Exercise: Turn the lines below into a numbered list, skipping any blank lines and leaving out the pictures.

──────── Information given

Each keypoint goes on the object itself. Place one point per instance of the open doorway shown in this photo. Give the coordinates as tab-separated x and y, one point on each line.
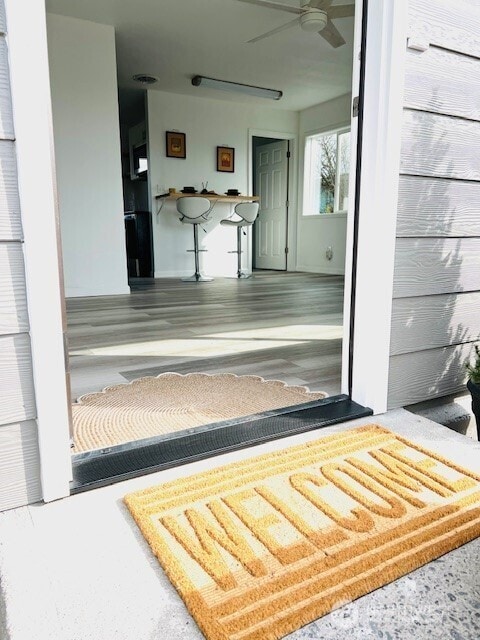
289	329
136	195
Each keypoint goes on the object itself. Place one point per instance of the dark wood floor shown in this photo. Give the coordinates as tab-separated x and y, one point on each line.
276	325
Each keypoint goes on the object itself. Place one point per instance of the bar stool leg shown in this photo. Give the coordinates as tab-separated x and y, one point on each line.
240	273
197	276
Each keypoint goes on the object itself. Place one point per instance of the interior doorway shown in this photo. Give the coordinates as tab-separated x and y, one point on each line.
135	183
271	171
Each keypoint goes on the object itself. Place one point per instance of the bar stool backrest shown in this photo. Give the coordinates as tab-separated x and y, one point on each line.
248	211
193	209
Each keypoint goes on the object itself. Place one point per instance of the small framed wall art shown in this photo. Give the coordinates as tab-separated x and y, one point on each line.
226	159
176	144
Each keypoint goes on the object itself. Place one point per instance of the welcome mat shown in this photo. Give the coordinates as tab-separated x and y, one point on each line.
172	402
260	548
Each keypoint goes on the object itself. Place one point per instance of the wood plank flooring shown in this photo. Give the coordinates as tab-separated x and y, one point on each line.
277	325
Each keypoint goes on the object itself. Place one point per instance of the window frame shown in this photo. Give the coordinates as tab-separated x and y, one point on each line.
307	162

────────────────

Complete answer:
1. Each keypoint goes on the object itself. Place one point per instance of the open doorway shown in this photo. Give the coordinates as tab-separated x and y, one point on each line.
2. 289	329
3. 136	195
4. Each keypoint goes on the object itself. Place one point per instance of the dark wood floor shown in this photo. Give the coordinates as tab-separated x and y, one point on each line.
5. 276	325
6. Each keypoint goes on the object itself. Place one point per instance of the bar stool leg shown in this photo. Give the coordinates as tab-separated x and y, one point on each line.
7. 240	273
8. 197	276
9. Each keypoint goes on the object itself. Place one point per instance of the interior doorway shown in this photo. Give the coordinates as tab-separated x and y, one point on each line.
10. 135	183
11. 271	171
12. Each keypoint goes on the object itself. Place one point per instance of the bar stool backrest shown in this photo. Give the coordinates as tab-separated x and y, one point on each line.
13. 248	211
14. 193	209
15. Each keypoint goes on the object itself. Place one point per instance of the small framed wall art shown in this photo. Give the coordinates as tab-separated x and y, one point on each line.
16. 226	159
17. 176	144
18. Each keypoint goes on the object itself. Place one point per instance of the welcome mat shown in this photo. Give the coordinates as tab-separated x and y, one point on each line.
19. 172	402
20. 260	548
21. Each keypoint goes on the object itself. Place one point per instance of the wood plank flooring shown in this photo. Give the coordinates as tab-separated x and y, one point on each line.
22. 277	325
23. Each keypoint goes on the object itself. Place one point per instance of the window frame shown in this photo. Give the coordinates as tab-separated x and y, one point on each line.
24. 307	162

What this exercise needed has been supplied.